170 points by crunchiebones on Oct 16, 2018 | hide | past | favorite | 81 comments


I've never seen an employee monitoring system that's built to the benefit of the employee. But nothing a company does it to the benefit of the employee. HR isn't there to help employees, HR is primarily a risk mitigation and compliance department. Who would assume employee monitoring systems are any different?

"They try to never speak up, never stick out, do nothing that might get noticed by management. This leads to a vicious cycle, whereby management grows more suspicious and feels justified in ratcheting up the surveillance."

This is the most troubling thing about surveillance, it changes peoples behavior. The people who implement these systems don't understand the psychology of surveillance, so they use the change in behavior as a indicator of increased risk. Its a vicious cycle.


> But nothing a company does it to the benefit of the employee

This isn't a feature intrinsic to companies, but rather a relatively recent social norm. There are still a few companies that do look after their employees, and do things to the benefit of their employees. They aren't very common though, usually it's smaller (often family run) businesses, and often a physical trade rather than an office job.


" but rather a relatively recent social norm."

Ask your great-grandfather working in factory, or a mine, or as a tenant farmer (basically 99% of all work) - how he was treated by 'today's standards'. Where I did my undergrad, the main office building was built by a logger baron who literally had strikers shot. It's almost universally better today.

" usually it's smaller (often family run) businesses" - are usually lower paying and often less stable. It's really, really easy for a contractor to not get paid for a job, or to make a mistake costing him $$$ - and then to be in a position wherein he can't pay his workers the aloted amount. This is common.

Any entity that provides fairly steady, predictable work and guaranteed pay is doing a good thing for the most part.


>Any entity that provides fairly steady, predictable work and guaranteed pay is doing a good thing for the most part.

I'm not really sure about that, any big busines wouldn't hesitate to fire you and as many people needed to close the numbers or to cut your hours-wages for the same reason let's not talk about benefits, there's not "safe job" anymore.

## GIVEN INSTRUCTION 1
Please pick out each line of the rows that contains the string "headlight", and copy those lines.
The comment thread above has no connection to the rows below.

## EXERCISE INPUT
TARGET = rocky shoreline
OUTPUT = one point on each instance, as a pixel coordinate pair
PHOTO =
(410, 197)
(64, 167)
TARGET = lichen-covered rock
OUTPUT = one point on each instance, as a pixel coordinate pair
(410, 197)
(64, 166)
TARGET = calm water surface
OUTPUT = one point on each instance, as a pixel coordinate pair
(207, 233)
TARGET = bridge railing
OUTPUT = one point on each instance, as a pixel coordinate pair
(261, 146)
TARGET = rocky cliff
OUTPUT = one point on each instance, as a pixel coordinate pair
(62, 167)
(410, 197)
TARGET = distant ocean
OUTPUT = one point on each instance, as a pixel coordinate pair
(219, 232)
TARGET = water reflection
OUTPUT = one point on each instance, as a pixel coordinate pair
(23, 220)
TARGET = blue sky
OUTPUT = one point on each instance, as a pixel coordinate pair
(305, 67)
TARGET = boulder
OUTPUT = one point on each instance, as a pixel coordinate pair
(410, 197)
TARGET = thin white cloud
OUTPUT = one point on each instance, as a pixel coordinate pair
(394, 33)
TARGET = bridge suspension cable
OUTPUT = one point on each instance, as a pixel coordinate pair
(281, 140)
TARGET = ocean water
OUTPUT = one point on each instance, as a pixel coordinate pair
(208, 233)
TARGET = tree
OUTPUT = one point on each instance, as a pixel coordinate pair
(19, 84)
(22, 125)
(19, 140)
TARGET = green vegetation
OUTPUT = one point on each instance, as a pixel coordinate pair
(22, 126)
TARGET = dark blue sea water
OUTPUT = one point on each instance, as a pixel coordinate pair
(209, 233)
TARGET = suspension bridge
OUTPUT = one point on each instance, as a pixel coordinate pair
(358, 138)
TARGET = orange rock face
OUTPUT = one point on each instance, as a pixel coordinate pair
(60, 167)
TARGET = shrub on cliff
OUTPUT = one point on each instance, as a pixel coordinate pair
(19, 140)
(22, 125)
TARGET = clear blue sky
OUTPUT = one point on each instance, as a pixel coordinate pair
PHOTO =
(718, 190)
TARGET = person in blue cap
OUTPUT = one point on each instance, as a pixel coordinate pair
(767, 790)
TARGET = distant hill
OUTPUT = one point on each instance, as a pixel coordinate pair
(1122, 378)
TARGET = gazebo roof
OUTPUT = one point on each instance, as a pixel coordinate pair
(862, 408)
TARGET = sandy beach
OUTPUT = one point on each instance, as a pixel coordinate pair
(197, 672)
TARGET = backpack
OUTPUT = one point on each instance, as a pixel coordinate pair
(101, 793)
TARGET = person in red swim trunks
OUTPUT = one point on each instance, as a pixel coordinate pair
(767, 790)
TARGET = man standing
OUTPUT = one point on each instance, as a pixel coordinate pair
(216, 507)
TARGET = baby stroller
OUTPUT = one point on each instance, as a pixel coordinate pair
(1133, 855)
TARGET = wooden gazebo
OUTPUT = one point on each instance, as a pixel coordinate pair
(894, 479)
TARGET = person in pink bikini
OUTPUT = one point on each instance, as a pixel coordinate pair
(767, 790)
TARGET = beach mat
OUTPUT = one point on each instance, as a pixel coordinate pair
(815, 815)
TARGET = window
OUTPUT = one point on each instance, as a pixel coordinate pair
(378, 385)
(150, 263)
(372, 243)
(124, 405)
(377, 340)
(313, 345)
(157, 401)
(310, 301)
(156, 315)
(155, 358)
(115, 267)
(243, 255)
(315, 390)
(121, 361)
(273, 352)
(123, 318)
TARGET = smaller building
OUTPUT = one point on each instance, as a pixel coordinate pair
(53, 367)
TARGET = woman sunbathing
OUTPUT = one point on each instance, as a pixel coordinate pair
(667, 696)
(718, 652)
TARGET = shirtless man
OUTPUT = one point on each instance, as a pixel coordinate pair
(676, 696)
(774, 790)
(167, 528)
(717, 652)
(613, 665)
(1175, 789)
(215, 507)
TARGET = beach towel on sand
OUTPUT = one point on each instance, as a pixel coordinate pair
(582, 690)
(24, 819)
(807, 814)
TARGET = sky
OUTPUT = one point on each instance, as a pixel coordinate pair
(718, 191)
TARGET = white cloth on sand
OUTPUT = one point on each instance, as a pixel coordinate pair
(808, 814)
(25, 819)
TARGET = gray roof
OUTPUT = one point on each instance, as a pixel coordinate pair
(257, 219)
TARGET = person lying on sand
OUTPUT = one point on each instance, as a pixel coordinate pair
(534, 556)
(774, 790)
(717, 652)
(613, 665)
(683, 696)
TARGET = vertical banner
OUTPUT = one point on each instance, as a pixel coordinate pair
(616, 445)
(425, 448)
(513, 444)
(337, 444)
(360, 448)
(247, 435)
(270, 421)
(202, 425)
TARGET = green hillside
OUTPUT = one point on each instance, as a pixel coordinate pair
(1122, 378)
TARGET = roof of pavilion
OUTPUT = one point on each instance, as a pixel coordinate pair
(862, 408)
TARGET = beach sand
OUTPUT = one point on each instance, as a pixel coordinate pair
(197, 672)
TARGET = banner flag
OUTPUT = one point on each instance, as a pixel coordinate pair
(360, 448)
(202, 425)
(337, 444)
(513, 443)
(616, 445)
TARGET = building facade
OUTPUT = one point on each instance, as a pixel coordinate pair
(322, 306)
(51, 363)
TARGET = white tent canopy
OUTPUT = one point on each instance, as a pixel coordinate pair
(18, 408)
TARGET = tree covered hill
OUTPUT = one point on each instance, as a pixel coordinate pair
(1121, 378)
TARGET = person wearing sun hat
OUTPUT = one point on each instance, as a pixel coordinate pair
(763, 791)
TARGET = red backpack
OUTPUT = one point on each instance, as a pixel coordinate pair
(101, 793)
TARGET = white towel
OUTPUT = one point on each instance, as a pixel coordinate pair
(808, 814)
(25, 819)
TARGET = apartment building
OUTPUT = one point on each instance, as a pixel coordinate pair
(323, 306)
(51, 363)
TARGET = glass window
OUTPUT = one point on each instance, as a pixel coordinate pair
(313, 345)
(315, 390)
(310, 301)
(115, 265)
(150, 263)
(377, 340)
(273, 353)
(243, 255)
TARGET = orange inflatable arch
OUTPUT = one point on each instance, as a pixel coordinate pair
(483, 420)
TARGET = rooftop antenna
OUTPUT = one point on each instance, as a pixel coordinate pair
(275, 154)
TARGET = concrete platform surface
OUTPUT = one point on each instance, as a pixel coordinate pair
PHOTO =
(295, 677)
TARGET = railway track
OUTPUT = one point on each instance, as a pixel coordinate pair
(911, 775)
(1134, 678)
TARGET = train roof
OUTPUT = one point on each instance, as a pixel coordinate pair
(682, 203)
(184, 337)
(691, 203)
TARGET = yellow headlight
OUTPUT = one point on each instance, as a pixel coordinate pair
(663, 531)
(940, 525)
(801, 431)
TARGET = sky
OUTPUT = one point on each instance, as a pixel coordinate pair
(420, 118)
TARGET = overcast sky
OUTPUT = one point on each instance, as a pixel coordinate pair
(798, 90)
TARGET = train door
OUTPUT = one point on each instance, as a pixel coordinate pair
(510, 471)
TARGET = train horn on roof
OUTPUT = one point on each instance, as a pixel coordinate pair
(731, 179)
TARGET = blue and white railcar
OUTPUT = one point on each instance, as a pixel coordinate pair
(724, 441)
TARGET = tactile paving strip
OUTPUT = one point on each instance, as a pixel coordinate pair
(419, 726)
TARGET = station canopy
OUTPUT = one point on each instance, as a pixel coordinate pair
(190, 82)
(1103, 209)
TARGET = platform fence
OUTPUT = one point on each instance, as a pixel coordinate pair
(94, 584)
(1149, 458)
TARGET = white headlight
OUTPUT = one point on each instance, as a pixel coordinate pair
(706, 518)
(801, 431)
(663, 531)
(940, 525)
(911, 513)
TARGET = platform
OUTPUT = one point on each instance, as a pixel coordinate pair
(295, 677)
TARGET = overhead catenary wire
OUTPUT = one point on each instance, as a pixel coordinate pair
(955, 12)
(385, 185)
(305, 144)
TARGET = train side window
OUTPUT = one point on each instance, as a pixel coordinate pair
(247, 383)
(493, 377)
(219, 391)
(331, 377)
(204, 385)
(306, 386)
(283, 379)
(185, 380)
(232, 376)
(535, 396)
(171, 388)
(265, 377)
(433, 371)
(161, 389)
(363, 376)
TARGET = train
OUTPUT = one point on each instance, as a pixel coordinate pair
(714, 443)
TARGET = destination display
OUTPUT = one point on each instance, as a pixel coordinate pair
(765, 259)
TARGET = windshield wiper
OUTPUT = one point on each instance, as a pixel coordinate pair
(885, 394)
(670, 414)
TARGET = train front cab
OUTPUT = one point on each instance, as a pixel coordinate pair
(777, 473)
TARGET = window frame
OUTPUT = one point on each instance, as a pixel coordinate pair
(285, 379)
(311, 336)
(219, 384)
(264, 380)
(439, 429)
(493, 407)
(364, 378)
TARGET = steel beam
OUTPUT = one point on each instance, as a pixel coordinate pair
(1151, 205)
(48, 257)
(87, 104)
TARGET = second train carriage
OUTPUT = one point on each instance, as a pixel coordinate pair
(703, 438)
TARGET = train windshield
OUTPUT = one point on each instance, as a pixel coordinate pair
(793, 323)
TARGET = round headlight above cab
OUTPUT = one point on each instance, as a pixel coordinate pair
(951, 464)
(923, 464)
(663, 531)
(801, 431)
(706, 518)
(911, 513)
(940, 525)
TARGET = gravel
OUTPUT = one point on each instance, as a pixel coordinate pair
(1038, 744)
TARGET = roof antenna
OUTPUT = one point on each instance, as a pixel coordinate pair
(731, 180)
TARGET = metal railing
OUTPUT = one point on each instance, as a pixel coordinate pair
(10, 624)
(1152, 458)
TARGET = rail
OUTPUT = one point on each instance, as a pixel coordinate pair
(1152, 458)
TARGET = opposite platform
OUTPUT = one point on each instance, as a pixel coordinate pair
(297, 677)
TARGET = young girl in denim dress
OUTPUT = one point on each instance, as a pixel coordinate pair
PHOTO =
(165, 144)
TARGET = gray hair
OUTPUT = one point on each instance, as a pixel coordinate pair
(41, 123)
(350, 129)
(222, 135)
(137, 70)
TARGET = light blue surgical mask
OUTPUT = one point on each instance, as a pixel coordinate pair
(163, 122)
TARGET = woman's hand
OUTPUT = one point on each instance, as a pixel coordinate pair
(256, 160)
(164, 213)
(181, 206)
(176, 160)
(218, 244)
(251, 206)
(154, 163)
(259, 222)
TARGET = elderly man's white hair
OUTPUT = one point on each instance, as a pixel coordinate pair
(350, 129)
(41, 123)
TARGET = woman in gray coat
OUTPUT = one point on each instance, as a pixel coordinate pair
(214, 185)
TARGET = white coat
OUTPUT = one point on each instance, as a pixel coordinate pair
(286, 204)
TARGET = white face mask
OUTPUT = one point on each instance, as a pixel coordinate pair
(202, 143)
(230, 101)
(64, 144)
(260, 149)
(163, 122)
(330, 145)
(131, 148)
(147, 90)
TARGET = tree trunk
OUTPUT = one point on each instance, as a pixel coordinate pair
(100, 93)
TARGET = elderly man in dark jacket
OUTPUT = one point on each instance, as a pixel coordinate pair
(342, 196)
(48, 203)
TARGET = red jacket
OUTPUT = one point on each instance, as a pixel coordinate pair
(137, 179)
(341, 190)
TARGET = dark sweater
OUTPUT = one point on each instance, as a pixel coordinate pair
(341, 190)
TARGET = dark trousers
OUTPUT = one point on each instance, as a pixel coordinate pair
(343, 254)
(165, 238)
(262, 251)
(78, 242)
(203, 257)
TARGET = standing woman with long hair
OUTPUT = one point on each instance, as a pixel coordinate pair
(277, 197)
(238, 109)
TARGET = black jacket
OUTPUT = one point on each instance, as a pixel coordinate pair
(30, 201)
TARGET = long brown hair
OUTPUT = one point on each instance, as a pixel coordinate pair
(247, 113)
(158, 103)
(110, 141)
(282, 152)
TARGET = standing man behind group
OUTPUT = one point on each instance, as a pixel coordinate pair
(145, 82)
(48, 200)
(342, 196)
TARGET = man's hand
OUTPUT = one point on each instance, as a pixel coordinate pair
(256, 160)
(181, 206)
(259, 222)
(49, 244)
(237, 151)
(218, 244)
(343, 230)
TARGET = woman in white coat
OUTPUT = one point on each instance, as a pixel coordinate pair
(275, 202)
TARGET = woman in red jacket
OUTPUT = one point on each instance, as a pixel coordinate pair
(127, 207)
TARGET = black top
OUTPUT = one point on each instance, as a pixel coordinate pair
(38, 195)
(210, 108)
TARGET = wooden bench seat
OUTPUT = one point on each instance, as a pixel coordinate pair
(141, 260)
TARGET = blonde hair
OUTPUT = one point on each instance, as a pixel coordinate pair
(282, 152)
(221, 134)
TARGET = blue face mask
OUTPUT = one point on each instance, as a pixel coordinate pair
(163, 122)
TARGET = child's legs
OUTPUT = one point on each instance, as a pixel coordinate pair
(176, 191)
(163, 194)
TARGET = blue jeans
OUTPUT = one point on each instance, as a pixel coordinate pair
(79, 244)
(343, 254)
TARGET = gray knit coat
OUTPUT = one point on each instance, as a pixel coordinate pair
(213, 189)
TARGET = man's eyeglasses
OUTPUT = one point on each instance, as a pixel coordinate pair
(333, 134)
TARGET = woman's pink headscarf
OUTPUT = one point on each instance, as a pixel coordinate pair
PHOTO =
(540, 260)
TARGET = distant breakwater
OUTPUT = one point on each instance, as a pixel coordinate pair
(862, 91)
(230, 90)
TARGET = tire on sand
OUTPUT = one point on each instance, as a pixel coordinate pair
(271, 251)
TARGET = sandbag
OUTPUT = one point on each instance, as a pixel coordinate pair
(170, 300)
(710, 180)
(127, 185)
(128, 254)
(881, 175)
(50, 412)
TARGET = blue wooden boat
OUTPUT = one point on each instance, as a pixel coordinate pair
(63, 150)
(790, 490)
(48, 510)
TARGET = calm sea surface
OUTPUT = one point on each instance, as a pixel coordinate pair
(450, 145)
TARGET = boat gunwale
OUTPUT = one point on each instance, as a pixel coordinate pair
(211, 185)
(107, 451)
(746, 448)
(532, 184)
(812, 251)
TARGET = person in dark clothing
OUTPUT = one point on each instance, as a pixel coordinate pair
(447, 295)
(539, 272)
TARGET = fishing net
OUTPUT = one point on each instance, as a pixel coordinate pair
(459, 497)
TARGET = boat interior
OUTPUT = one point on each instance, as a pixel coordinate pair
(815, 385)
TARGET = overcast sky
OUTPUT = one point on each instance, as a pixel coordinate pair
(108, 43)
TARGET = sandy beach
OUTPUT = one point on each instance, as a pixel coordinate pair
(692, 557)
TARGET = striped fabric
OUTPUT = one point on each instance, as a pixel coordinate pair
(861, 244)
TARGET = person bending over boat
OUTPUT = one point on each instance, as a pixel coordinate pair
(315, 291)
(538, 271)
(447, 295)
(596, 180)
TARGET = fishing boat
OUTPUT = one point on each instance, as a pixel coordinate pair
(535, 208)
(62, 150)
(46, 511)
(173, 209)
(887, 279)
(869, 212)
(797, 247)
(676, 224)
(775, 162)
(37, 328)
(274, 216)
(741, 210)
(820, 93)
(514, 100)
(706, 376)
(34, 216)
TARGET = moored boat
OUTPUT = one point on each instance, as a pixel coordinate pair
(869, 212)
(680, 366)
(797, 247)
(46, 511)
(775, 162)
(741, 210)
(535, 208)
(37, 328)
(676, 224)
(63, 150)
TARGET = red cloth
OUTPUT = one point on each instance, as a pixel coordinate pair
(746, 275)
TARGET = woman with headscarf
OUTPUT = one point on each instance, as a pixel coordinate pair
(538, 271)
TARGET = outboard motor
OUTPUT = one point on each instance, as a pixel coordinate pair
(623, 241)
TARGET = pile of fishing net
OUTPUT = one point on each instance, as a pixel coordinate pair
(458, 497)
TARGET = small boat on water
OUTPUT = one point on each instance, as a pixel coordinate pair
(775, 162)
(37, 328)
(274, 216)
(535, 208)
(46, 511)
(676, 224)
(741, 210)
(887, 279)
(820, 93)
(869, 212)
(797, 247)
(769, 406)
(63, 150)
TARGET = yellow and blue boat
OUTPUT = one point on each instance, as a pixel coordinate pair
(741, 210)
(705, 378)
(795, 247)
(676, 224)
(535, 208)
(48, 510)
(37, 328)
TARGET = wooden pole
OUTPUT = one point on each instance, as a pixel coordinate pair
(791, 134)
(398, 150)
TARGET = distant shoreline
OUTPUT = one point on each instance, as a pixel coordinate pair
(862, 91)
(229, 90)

## GIVEN INSTRUCTION 2
Reproduce the full comment thread on employee monitoring from above, word for word.

## RIGHT ANSWER 1
TARGET = yellow headlight
TARGET = white headlight
TARGET = round headlight above cab

## RIGHT ANSWER 2
170 points by crunchiebones on Oct 16, 2018 | hide | past | favorite | 81 comments


I've never seen an employee monitoring system that's built to the benefit of the employee. But nothing a company does it to the benefit of the employee. HR isn't there to help employees, HR is primarily a risk mitigation and compliance department. Who would assume employee monitoring systems are any different?

"They try to never speak up, never stick out, do nothing that might get noticed by management. This leads to a vicious cycle, whereby management grows more suspicious and feels justified in ratcheting up the surveillance."

This is the most troubling thing about surveillance, it changes peoples behavior. The people who implement these systems don't understand the psychology of surveillance, so they use the change in behavior as a indicator of increased risk. Its a vicious cycle.


> But nothing a company does it to the benefit of the employee

This isn't a feature intrinsic to companies, but rather a relatively recent social norm. There are still a few companies that do look after their employees, and do things to the benefit of their employees. They aren't very common though, usually it's smaller (often family run) businesses, and often a physical trade rather than an office job.


" but rather a relatively recent social norm."

Ask your great-grandfather working in factory, or a mine, or as a tenant farmer (basically 99% of all work) - how he was treated by 'today's standards'. Where I did my undergrad, the main office building was built by a logger baron who literally had strikers shot. It's almost universally better today.

" usually it's smaller (often family run) businesses" - are usually lower paying and often less stable. It's really, really easy for a contractor to not get paid for a job, or to make a mistake costing him $$$ - and then to be in a position wherein he can't pay his workers the aloted amount. This is common.

Any entity that provides fairly steady, predictable work and guaranteed pay is doing a good thing for the most part.


>Any entity that provides fairly steady, predictable work and guaranteed pay is doing a good thing for the most part.

I'm not really sure about that, any big busines wouldn't hesitate to fire you and as many people needed to close the numbers or to cut your hours-wages for the same reason let's not talk about benefits, there's not "safe job" anymore.